_What you are asked to do:_ Word for word, copy all the data and drop the pictures.

Saved entries:
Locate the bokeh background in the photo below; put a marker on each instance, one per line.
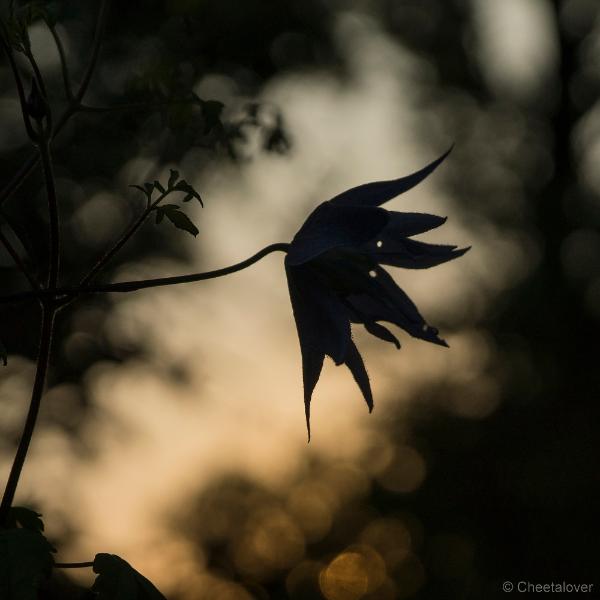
(172, 432)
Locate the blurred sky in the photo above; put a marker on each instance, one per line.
(156, 443)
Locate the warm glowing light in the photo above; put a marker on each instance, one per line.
(405, 473)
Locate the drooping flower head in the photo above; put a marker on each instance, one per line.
(335, 276)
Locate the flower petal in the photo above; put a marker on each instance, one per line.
(413, 254)
(376, 193)
(402, 225)
(357, 367)
(392, 304)
(330, 227)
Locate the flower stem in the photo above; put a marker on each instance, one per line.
(82, 565)
(122, 241)
(67, 293)
(54, 241)
(36, 396)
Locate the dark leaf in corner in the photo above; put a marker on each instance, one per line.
(18, 516)
(25, 561)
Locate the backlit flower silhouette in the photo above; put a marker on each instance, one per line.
(335, 276)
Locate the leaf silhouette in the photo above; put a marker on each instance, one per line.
(25, 561)
(178, 218)
(118, 580)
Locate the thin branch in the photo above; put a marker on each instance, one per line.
(34, 406)
(18, 261)
(82, 565)
(64, 67)
(132, 286)
(19, 83)
(54, 241)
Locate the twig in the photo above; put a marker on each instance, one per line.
(34, 407)
(31, 133)
(18, 261)
(105, 258)
(64, 67)
(54, 241)
(73, 565)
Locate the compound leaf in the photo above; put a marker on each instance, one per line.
(25, 561)
(118, 580)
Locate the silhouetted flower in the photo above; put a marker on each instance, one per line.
(335, 277)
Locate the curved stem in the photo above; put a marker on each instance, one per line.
(13, 185)
(64, 67)
(54, 249)
(34, 406)
(67, 293)
(19, 83)
(18, 260)
(104, 259)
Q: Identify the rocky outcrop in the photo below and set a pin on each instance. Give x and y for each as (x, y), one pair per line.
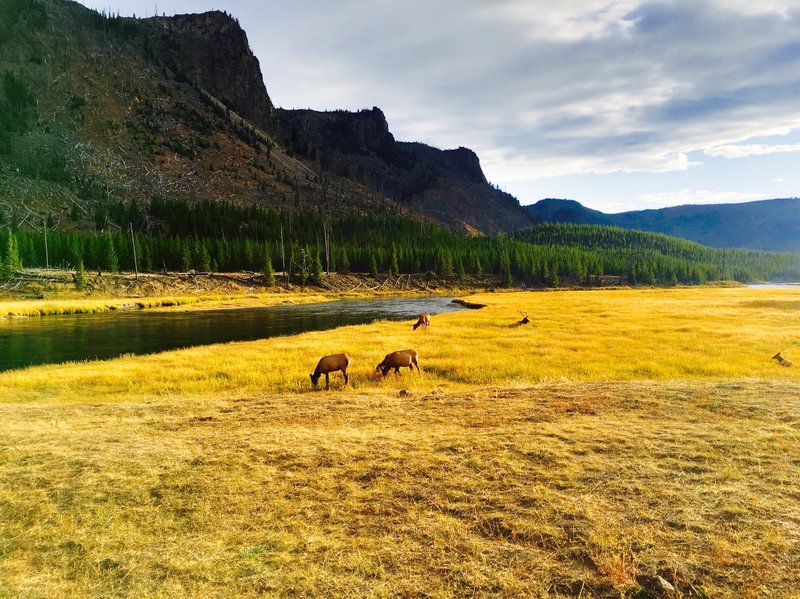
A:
(447, 185)
(210, 50)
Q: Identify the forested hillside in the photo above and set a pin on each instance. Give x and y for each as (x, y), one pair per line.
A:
(211, 236)
(772, 225)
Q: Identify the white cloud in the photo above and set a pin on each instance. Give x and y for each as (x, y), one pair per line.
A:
(744, 150)
(696, 196)
(542, 89)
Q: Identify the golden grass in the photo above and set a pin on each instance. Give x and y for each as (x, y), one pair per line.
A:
(21, 308)
(621, 435)
(545, 490)
(693, 334)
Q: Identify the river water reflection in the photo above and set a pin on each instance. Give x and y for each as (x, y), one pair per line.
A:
(54, 339)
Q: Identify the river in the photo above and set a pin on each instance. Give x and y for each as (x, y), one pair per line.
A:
(54, 339)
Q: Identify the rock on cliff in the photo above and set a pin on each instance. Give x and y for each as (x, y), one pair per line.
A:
(211, 50)
(447, 185)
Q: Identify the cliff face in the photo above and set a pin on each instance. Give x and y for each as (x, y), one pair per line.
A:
(447, 185)
(211, 50)
(97, 110)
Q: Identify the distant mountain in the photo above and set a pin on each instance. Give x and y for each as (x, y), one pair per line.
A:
(772, 225)
(446, 185)
(98, 110)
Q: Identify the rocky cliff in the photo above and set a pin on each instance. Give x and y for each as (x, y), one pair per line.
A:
(211, 50)
(446, 185)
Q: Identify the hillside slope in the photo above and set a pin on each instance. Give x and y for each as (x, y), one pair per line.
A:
(447, 185)
(96, 110)
(772, 225)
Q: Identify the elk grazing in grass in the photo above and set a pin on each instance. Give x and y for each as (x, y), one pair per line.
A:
(524, 320)
(330, 364)
(400, 359)
(424, 321)
(781, 360)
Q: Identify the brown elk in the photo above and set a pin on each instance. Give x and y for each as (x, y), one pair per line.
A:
(330, 364)
(424, 321)
(400, 359)
(781, 360)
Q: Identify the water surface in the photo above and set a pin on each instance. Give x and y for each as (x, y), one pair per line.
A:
(55, 339)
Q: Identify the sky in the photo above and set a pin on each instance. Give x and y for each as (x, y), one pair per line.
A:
(619, 104)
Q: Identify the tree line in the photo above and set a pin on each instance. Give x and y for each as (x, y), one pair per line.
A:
(174, 235)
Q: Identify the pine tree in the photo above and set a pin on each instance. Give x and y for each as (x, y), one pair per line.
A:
(80, 276)
(12, 262)
(460, 273)
(394, 269)
(316, 269)
(343, 263)
(110, 259)
(505, 266)
(269, 274)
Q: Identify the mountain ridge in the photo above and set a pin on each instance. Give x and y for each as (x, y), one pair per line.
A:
(770, 225)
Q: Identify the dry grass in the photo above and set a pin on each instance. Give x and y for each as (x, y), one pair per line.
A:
(543, 469)
(545, 490)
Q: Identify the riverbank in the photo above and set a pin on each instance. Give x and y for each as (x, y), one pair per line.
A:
(562, 489)
(50, 292)
(619, 439)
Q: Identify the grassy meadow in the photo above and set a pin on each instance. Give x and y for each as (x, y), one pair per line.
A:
(621, 436)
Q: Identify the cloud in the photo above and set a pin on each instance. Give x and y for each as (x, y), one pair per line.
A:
(696, 196)
(744, 150)
(540, 88)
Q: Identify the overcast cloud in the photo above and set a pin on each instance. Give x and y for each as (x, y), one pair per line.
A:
(617, 104)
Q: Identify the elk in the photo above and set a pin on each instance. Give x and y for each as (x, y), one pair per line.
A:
(397, 360)
(329, 364)
(781, 360)
(424, 321)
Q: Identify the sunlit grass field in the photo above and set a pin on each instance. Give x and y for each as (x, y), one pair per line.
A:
(622, 435)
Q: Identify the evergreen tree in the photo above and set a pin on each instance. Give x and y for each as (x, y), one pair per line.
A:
(184, 256)
(110, 259)
(316, 269)
(343, 263)
(460, 273)
(394, 269)
(80, 276)
(505, 276)
(269, 274)
(12, 262)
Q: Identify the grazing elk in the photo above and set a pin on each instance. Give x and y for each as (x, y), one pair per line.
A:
(424, 321)
(524, 320)
(400, 359)
(781, 360)
(330, 364)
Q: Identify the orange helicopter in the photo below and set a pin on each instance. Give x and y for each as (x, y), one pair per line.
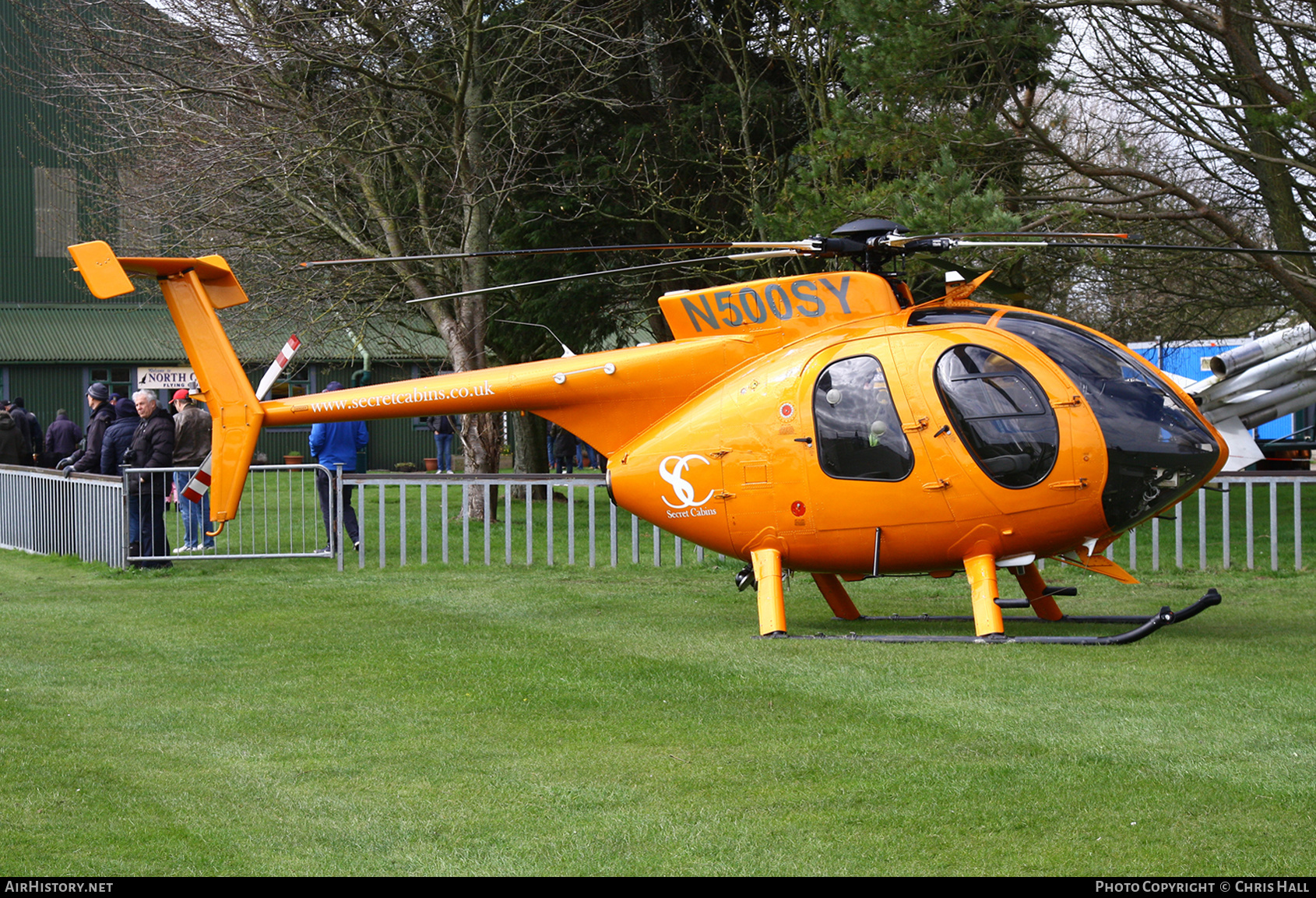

_Answer to this exercise:_
Locate the bokeh background in the photo below; put a marker on each instance, one per line.
(172, 432)
Locate the blurred sky in the photo above; put a marker on each instance, one per line.
(156, 443)
Locate the warm glowing light in the photo above; put a marker on each instance, one per line.
(405, 473)
Locate the drooping flower head in the photo above; put a marker on each instance, one per line.
(335, 276)
Locate the flower petal in the photo above; put a marker on each instance, one per line.
(413, 254)
(376, 193)
(402, 225)
(357, 367)
(392, 304)
(330, 227)
Locate the flower stem in the photo above; put a marker on each instance, one per line.
(82, 565)
(122, 241)
(67, 293)
(54, 241)
(36, 396)
Locate the dark leaf in corner in the photo above; put a marker on each instance, one per line.
(18, 516)
(25, 561)
Locate the backlit flower silhouette in the photo above; put a marker on each instance, one per line.
(335, 276)
Locate the leaf silhouette in the photo above; put a marker on each instance, one per line.
(25, 561)
(178, 218)
(118, 580)
Locate the thin branch in the photo above; put a marker on each instance, one per line.
(34, 406)
(18, 261)
(82, 565)
(64, 67)
(132, 286)
(19, 83)
(54, 241)
Locate the twig in the photo above; put a marker on each instance, one per line.
(34, 407)
(31, 133)
(18, 261)
(105, 258)
(64, 67)
(54, 241)
(73, 565)
Locate the compound leaf in the photo above; put a marker on each instance, one per line.
(25, 561)
(118, 580)
Locate the silhouetted flower in the photo above; put a marker on each instance, one per line.
(335, 277)
Locate the curved stem in the photo above; put a marker on each instance, one per line.
(13, 185)
(64, 67)
(54, 249)
(34, 406)
(67, 293)
(19, 83)
(18, 260)
(104, 259)
Q: Identify the rocky outcrop in the photo below and set a pin on each instance. Give x and y for each as (x, y), one pair per line.
A:
(447, 185)
(210, 50)
Q: Identify the forested hillside in the photo above and set a pin on each instance. Give x and y for each as (x, y), one pair per line.
A:
(211, 236)
(772, 225)
Q: Identify the white cloud in the photo above and set a pin on each instance. Give x and y for each as (x, y), one pair per line.
A:
(744, 150)
(696, 196)
(542, 89)
Q: Identify the golden grass in the photo above and set a pin on each instance. Give x and y for each as (x, y), one pair per line.
A:
(21, 308)
(621, 435)
(545, 490)
(693, 334)
Q: Identify the river water reflection in the photo above and set a pin on each instance. Give x and y for each as (x, y), one pair per line.
A:
(54, 339)
Q: Identify the river in the photo above and set a pin on each instance. Give x and y for each as (x, y), one pair per line.
A:
(54, 339)
Q: Identify the rock on cliff in the photo above and set a pin on each instance. Give x and y for each as (x, y), one pair per line.
A:
(211, 50)
(447, 185)
Q: Identify the cliff face in the photo above and set a pin on each instance. Give x and y for each as (x, y), one pair per line.
A:
(447, 185)
(211, 50)
(97, 110)
Q: Identify the distant mountain in the photo above and set a pin on each instance. Give x and y for each as (x, y), one pair per line.
A:
(772, 225)
(446, 185)
(98, 110)
Q: Identify the rocky cliff in the photo above and set a pin on each instance. Give x and y for each as (x, y), one pair per line.
A:
(211, 50)
(446, 185)
Q: Identify the hillside slope in the photo above and set a pin on each instance. Give x and y for each as (x, y), one pair per line.
A:
(447, 185)
(96, 110)
(772, 225)
Q: Identify the elk grazing in grass in the photo above and set a pin on each instance. Give x and y for each as (x, y), one pair per line.
A:
(524, 320)
(330, 364)
(400, 359)
(424, 321)
(781, 360)
Q: Identify the brown elk in the photo above and set a pin on each instance. Give x and y for each as (x, y), one pair per line.
A:
(330, 364)
(424, 321)
(400, 359)
(781, 360)
Q: Identify the water surface in the photo above and set a pin on each instance. Give x and y for each as (x, y), one pair per line.
A:
(55, 339)
Q: Identify the sky in the photo above and set a pin on each instance. Give x and y for each as (x, y), one pair per line.
A:
(619, 104)
Q: Identify the tree line in the photo above and set a pin on each instance. Give x and y for each as (x, y), one pair per line.
A:
(174, 235)
Q: Identify the pine tree in the photo above and set a pin on each instance. Give x and y for each as (x, y), one pair per line.
A:
(80, 276)
(12, 262)
(460, 273)
(394, 269)
(316, 269)
(343, 263)
(110, 259)
(505, 266)
(269, 274)
Q: Identify the mountain ridge in the photo above and set a pin on each instance. Give x and y for each as (x, y), one pair per line.
A:
(770, 225)
Q: Identify the dry grass in the photo above and set a pin on each instance. Give x and y for each as (x, y), one pair per line.
A:
(543, 469)
(545, 490)
Q: Identify the riverbank in the photo above and set a pin on each instance. Give x and y for each as (x, y), one pair per line.
A:
(562, 489)
(50, 292)
(619, 439)
Q: Identify the grassy meadow in the photo above and set a pin on each instance. Give x and y for each as (x, y), one pair per line.
A:
(621, 436)
Q: Identify the cloud in the photo above and set a pin on each instance. Give x and y for each as (x, y), one pair per line.
A:
(696, 196)
(744, 150)
(540, 88)
Q: Identify the overcast cloud in the photo above and set a pin on each instance. Give x and y for each as (x, y), one pair per line.
A:
(617, 104)
Q: Identify the elk in the photo above and set a pin on each instance. Give x and y for each as (x, y), one pair per line.
A:
(397, 360)
(329, 364)
(781, 360)
(424, 321)
Q: Identify the sunlit grass field in the photo above and set a pin on each instance. Give x and y for each as (x, y), one pair per line.
A:
(622, 435)
Q: Identify the evergreen tree in the photo above and set a pin on each instance. Give x and y for each as (x, y), one pair per line.
A:
(184, 256)
(110, 259)
(316, 269)
(343, 263)
(460, 273)
(394, 269)
(80, 276)
(505, 276)
(269, 274)
(12, 262)
Q: Identify the grazing elk in the photo above and set a pin on each instance. Give x and y for each as (x, y), one pair per line.
A:
(424, 321)
(524, 320)
(400, 359)
(781, 360)
(330, 364)
Q: Identify the orange helicopter in the photo below and set a pin on each instance. Give x and y for each as (x, y), one pair per line.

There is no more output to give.